Find all the lines in the entries below that hold the word "locate" and copy them.

-------- Data excerpts --------

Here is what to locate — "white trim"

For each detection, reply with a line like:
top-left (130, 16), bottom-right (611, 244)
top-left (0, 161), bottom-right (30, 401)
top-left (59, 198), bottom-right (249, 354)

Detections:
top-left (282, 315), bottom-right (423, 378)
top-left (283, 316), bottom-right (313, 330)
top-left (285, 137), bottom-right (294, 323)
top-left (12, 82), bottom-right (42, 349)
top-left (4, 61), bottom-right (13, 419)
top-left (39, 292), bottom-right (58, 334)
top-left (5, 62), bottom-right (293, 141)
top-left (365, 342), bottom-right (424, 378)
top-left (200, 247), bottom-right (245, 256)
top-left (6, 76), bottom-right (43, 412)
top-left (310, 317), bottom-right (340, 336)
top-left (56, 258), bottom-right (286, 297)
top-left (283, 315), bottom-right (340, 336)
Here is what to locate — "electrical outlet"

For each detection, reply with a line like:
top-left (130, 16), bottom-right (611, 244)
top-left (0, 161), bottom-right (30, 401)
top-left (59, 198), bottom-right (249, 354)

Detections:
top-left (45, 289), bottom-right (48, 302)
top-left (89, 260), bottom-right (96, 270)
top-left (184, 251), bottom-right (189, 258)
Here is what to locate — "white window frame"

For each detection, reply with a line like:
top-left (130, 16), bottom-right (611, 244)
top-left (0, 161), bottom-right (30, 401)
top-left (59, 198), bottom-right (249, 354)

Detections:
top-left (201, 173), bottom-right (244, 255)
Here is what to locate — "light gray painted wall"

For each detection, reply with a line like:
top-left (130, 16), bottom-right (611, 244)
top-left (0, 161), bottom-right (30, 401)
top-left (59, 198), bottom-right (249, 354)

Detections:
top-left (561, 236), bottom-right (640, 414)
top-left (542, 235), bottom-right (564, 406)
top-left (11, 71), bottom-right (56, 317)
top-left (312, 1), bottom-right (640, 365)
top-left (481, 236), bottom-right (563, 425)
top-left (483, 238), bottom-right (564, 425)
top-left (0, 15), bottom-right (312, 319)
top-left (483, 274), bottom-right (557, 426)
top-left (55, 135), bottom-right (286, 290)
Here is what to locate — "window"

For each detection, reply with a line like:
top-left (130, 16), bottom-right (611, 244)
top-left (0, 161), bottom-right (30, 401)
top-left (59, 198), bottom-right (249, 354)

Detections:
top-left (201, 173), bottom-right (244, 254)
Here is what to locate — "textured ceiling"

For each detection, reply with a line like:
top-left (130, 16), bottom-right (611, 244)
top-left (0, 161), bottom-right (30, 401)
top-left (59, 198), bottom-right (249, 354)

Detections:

--------

Task answer:
Here is what to locate — "white trim"
Here is what to locate — "electrical outlet"
Here is what to locate — "white window frame"
Here is what to locate — "light gray painted wall"
Here is what to locate — "window"
Here is what to locate — "textured ceiling"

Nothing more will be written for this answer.